* _Task details_:
Lay out the lines below as a Markdown table with two columns, "No." and "Line": give each line a row number and skip blank lines. Leave the pictures out of the table.

(Pointing records)
· · ·
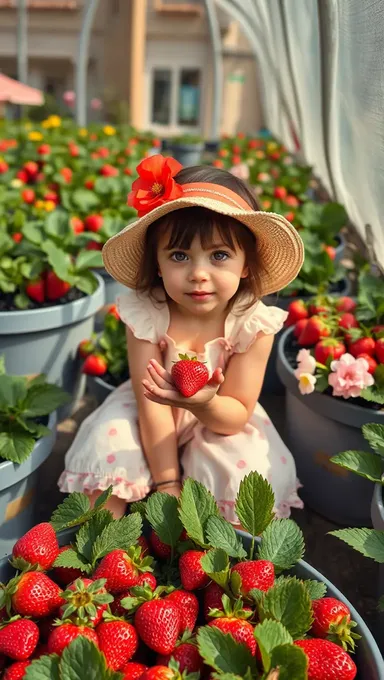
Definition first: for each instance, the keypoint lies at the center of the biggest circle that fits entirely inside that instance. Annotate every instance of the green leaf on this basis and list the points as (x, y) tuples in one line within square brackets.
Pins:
[(288, 601), (119, 534), (215, 563), (221, 652), (291, 661), (316, 589), (255, 503), (221, 534), (45, 668), (43, 399), (369, 542), (374, 434), (282, 544), (196, 505), (71, 511), (162, 514), (271, 634), (363, 463)]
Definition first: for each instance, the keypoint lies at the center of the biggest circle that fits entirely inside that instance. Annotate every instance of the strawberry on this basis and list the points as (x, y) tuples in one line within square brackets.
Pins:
[(345, 304), (362, 346), (38, 546), (296, 312), (313, 331), (63, 635), (55, 287), (189, 375), (372, 364), (16, 671), (327, 661), (332, 620), (94, 364), (85, 601), (192, 574), (188, 606), (330, 348), (258, 574), (158, 624), (34, 594), (93, 222), (379, 350), (118, 641), (18, 639), (133, 670), (299, 327), (122, 569)]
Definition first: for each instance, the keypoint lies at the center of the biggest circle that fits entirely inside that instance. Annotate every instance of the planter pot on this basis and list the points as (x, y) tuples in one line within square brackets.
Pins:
[(272, 383), (187, 154), (112, 289), (367, 657), (318, 427), (17, 491), (46, 340)]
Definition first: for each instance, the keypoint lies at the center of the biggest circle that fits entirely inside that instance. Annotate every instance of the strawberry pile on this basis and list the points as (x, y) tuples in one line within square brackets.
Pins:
[(184, 598)]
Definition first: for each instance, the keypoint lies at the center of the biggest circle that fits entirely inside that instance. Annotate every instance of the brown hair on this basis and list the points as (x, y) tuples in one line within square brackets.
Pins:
[(186, 223)]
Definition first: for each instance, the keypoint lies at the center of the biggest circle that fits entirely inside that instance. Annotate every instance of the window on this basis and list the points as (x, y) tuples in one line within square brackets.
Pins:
[(189, 97), (161, 97)]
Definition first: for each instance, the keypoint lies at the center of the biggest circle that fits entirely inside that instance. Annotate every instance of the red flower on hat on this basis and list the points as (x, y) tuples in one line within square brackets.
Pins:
[(155, 184)]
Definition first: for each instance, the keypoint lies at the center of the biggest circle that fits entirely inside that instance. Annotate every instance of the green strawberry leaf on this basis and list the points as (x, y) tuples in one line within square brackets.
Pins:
[(369, 542), (162, 514), (288, 601), (221, 652), (282, 544), (215, 563), (119, 534), (270, 634), (221, 534), (255, 503), (196, 505), (363, 463), (45, 668), (291, 661)]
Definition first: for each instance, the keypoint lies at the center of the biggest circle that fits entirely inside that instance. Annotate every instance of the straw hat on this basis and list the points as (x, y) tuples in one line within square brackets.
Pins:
[(279, 246)]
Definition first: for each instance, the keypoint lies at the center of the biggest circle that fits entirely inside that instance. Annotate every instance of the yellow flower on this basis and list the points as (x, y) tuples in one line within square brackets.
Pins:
[(109, 130), (35, 136)]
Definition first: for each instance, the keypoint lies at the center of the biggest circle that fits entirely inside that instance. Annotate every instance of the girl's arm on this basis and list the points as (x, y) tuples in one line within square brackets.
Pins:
[(156, 422), (230, 409)]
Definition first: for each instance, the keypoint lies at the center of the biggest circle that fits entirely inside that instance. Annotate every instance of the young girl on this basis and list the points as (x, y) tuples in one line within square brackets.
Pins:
[(196, 264)]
· · ·
* _Solution_:
| No. | Line |
|---|---|
| 1 | Definition first: for each instance, the keypoint lies at the center of the biggest circle that fits entirely inside that instance. Annotate every instance of the green leaf on this basis and list the points as (x, y) tuples in one line within square brackets. |
| 2 | Pins: |
| 3 | [(288, 601), (119, 534), (215, 563), (221, 652), (291, 661), (316, 589), (255, 503), (221, 534), (45, 668), (43, 399), (369, 542), (374, 434), (282, 544), (196, 505), (71, 511), (162, 514), (271, 634), (363, 463)] |
| 4 | Definition first: for each instance, the keypoint lies at the center of the biggest circle that fits entirely inside that instance. Annotate every instance of the strawberry on this basis and list the points as (x, y) tuples in one line within square brackets. |
| 5 | Pins: |
| 6 | [(345, 304), (362, 346), (38, 546), (296, 312), (313, 331), (63, 635), (55, 287), (189, 375), (372, 364), (16, 671), (327, 661), (332, 620), (94, 364), (85, 601), (192, 574), (188, 606), (330, 348), (258, 574), (158, 624), (34, 594), (93, 222), (379, 350), (118, 641), (18, 639), (133, 670), (299, 327), (122, 569)] |
| 7 | Definition first: for each instance, the keypoint lies at the center of the biggest circle that fits entirely inside that instance. Annotate every instance of the planter pot on this basis and list the points as (x, y) tuples in one line within square brackets. |
| 8 | Pins: |
| 9 | [(272, 383), (187, 154), (112, 289), (367, 657), (318, 427), (17, 491), (46, 340)] |
| 10 | Definition first: for each instance, the keypoint lies at the center of the biggest circle that fits entirely inside that instance. Annotate every instance of the strawberry pile on this basis and list the points as (x, y) tuples in one line within square brackets. |
| 11 | Pins: |
| 12 | [(184, 598)] |
| 13 | Definition first: for each instance, the keypoint lies at the center of the biggest circle that fits entirely inside that instance. Annotate every instance of the brown hair on this basis and list the points as (x, y) tuples in one line within square brackets. |
| 14 | Pins: |
| 15 | [(186, 223)] |
| 16 | Definition first: for each instance, the keypoint lies at the center of the biggest circle that fits entirely inside that instance. Annotate every instance of the window on this basis and list the points as (x, y) tuples in one line within square brackets. |
| 17 | Pins: |
| 18 | [(189, 97), (161, 97)] |
| 19 | Definition first: for each instance, the keypoint lies at the center of the biggest circle that fits entirely inside that instance. Annotate every instance of the red flower on hat on this basis and list the points as (x, y) tuples in one line within square brackets. |
| 20 | Pins: |
| 21 | [(155, 184)] |
| 22 | Definition first: for each instance, the keypoint lies at the center of the biggest circle that fits entirely inside that instance. Annotate every instance of the green strawberry leaf on this basis and list the points as (x, y) tuples in one line within square brackets. |
| 23 | Pins: |
| 24 | [(369, 542), (162, 514), (288, 601), (221, 652), (282, 544), (215, 563), (119, 534), (270, 634), (221, 534), (255, 503), (196, 505), (363, 463), (45, 668), (291, 661)] |
| 25 | Definition first: for each instance, the keypoint lies at the center of the biggest circle that fits entirely inside that instance. Annotate every instance of the straw hat on this basis and list the points as (x, y) tuples in one line within square brackets. |
| 26 | Pins: |
| 27 | [(279, 246)] |
| 28 | Definition first: for each instance, the keypoint lies at the center of the biggest circle that fits entirely inside that instance. Annotate every instance of the yellow flower on this basis and list the points as (x, y) tuples in one line within square brackets. |
| 29 | Pins: |
| 30 | [(109, 130), (35, 136)] |
| 31 | Definition first: for each instance, the keypoint lies at the center of the biggest circle that fits entirely inside that instance. Annotate every instance of the girl's arm on this basis and list the points as (x, y) tuples in one line within square brackets. |
| 32 | Pins: |
| 33 | [(156, 422), (230, 409)] |
| 34 | Definition first: for each instance, the keypoint lies at the center of the biggest circle that fits entirely inside that instance. Annotate every instance of the young girl on this basis and list the points as (x, y) tuples in one line within square brackets. |
| 35 | Pins: |
| 36 | [(196, 264)] |